1. A pitch extraction apparatus comprising:
signal division means for dividing an input signal into a plurality of units, each unit having a pre-set number of samples;
filter means for limiting the input speech signal which has been divided into said plurality of units to a plurality of different frequency bands;
autocorrelation computing means for computing autocorrelation data of one of said plurality of units of the speech signal in each of said plurality of frequency bands of said filter means;
pitch period computing means detecting a plurality of peak values from the autocorrelation data in each of said plurality of frequency bands to find a pitch intensity for computing a pitch period;
evaluation parameter computing means for computing an evaluation parameter specifying a reliability of the pitch intensity found by the pitch period computing means based on a comparison of two of said plurality of peak values; and
pitch selection means for selecting a pitch of the speech signal in one of said plurality of frequency bands based on the pitch period from said pitch period computing means and on the evaluation parameter from said evaluation parameter computing means.
2. The pitch extraction apparatus as claimed in claim 1 wherein said evaluation parameter computing means includes means for computing a comparative value of said pitch intensity based on two peak values of the autocorrelation data.
3. The pitch extraction apparatus as claimed in claim 1 wherein said filter means includes a high-pass filter and a low-pass filter for limiting the input speech signal to two frequency bands.
4. The pitch extraction apparatus as claimed in claim 1 wherein said input speech signal fed to said filter means is a frame-based speech signal.
5. The pitch extraction apparatus as claimed in claim 1 wherein said filter means includes at least one low-pass filter.
6. The pitch extraction apparatus as claimed in claim 5 wherein said filter means includes a low-pass filter for outputting a signal void of high-frequency components and for outputting the input speech signal fed thereto.
7. The pitch extraction apparatus as claimed in claim 6 wherein said filter means includes a high-pass filter and a low-pass filter for outputting the speech signal limited to two frequency bands.

• INFORMATION SUPPLIED
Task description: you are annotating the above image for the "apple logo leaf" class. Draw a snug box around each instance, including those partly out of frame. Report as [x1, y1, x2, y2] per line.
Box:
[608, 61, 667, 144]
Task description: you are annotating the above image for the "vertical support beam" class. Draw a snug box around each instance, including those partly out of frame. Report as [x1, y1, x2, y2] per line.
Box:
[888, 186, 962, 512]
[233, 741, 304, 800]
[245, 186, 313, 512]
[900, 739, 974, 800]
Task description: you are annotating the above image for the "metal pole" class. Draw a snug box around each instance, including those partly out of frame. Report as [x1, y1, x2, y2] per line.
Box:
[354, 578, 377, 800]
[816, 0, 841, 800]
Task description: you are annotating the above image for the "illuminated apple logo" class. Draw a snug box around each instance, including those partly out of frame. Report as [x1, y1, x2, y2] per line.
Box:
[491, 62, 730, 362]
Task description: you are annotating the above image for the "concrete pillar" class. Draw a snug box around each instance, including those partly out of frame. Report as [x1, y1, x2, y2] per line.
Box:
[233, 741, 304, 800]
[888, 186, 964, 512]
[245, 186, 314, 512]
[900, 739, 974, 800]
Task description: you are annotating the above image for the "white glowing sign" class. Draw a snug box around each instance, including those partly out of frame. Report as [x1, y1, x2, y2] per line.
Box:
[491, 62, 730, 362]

==

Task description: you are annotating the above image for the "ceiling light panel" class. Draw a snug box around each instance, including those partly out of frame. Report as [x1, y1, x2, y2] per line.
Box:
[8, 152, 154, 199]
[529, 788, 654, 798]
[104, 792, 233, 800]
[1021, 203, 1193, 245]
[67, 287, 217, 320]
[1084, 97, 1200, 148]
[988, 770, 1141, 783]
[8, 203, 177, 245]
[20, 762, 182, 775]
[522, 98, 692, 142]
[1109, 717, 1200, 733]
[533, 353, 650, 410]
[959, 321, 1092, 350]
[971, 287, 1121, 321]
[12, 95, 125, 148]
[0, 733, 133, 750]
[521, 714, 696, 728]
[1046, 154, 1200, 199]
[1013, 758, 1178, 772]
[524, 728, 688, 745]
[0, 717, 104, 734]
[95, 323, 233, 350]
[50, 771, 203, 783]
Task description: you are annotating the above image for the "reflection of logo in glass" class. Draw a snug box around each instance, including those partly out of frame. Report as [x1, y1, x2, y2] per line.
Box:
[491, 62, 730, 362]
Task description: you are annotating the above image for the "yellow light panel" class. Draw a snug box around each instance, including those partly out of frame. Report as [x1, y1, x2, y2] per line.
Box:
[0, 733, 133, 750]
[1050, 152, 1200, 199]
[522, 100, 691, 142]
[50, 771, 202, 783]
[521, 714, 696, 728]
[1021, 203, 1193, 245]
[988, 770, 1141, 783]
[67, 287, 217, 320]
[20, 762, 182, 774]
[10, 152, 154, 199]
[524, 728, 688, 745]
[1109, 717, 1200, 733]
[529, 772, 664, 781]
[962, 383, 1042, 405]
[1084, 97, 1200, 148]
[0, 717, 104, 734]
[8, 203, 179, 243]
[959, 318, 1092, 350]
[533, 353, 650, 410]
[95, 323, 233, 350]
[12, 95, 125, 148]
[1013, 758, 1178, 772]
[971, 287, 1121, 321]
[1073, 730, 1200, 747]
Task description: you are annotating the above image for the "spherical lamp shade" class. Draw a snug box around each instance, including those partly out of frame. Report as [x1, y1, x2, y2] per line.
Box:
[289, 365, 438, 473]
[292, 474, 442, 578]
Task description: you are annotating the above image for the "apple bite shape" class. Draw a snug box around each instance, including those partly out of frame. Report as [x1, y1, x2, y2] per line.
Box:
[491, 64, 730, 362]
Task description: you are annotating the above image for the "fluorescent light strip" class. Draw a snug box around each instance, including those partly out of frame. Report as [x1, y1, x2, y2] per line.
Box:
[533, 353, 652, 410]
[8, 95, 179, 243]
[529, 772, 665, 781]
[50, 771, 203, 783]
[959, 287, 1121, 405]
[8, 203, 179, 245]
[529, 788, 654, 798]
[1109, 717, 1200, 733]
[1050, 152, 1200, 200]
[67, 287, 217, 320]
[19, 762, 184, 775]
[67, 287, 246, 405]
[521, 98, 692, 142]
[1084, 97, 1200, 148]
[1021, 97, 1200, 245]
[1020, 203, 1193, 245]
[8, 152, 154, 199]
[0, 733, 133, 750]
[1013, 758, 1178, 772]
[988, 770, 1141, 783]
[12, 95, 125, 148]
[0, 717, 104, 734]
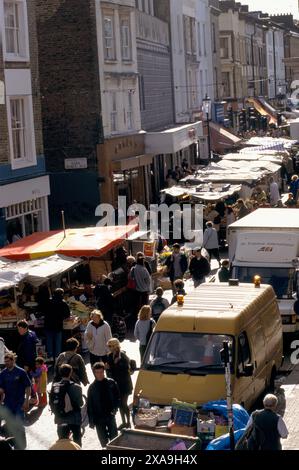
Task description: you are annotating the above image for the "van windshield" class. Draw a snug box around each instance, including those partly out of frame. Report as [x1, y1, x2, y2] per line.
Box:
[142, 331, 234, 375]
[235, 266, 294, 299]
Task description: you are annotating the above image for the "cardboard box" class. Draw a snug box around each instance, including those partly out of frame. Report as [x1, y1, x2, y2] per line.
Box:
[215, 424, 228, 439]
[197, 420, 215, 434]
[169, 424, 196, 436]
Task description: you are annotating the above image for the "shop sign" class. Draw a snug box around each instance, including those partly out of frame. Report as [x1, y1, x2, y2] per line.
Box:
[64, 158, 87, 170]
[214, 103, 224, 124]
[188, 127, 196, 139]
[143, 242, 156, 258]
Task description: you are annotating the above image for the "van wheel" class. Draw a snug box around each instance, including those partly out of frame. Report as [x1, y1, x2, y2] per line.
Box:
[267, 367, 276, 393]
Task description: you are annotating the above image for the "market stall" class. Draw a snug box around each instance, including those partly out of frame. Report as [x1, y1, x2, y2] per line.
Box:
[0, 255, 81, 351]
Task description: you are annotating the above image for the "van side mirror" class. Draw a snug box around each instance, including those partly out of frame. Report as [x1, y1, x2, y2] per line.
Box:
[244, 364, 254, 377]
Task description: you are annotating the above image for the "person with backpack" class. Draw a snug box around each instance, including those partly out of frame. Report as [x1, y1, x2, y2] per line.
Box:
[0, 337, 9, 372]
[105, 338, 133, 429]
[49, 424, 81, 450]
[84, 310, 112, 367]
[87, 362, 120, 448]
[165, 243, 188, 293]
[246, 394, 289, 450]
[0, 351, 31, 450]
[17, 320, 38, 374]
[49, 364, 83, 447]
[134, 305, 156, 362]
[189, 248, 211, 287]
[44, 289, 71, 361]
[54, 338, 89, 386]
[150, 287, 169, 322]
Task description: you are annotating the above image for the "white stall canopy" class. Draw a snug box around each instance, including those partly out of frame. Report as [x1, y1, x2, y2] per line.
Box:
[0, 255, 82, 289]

• TO DO
Transcribe the stretch of the pitch extraction claims above from "2. The pitch" through "the autocorrelation data.".

• ANSWER BELOW
2. The pitch extraction apparatus as claimed in claim 1 wherein said evaluation parameter computing means includes means for computing a comparative value of said pitch intensity based on two peak values of the autocorrelation data.